▶ _Document excerpt_
# # # # # # #

The reason he gives is twofold. First, we’re running out of time; Christ will be returning soon, definitely in this generation, and with his return, the world as we know it will end. Second, and this is based on the first reason, since the world in its present order is about to end, why put yourself through such a drastic life change, especially one that will require your preoccupation with something other than God.

Paul is engaging here in moral reasoning. With no command from God, he is putting to use what he considers to be the best of human wisdom. He draws from not only his Jewish background, but also the Greek thought current in his day. From Judaism, Paul has inherited an expectation of the end of time, with its accompanying crisis, trials, and tribulations. From Greek Stoic thought, he has appropriated an outlook that regards complete freedom to serve God as higher than and incompatible with worldly distractions. For Paul and the Stoics, it’s not simply marriage but other things as well that can keep a person from single-minded service and wholehearted devotion to the Lord. Given that the world will end soon, he says, “From now on, let even those who have wives be as though they had none, and those who mourn as though they were not mourning, and those who rejoice as though they were not rejoicing, and those who buy as though they had no possessions, and those who deal with the world as though they had no dealings with it. For the present form of this world is passing away.”

# # # # # # #

▶ _Task requirements_
Reproduce the commentary on Paul's moral reasoning word for word, from "The reason he" to "other than God.".

# # # # # # #

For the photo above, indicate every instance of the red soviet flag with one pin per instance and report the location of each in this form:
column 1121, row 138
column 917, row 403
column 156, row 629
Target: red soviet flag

# # # # # # #

▶ _Reply_
The reason he gives is twofold. First, we’re running out of time; Christ will be returning soon, definitely in this generation, and with his return, the world as we know it will end. Second, and this is based on the first reason, since the world in its present order is about to end, why put yourself through such a drastic life change, especially one that will require your preoccupation with something other than God.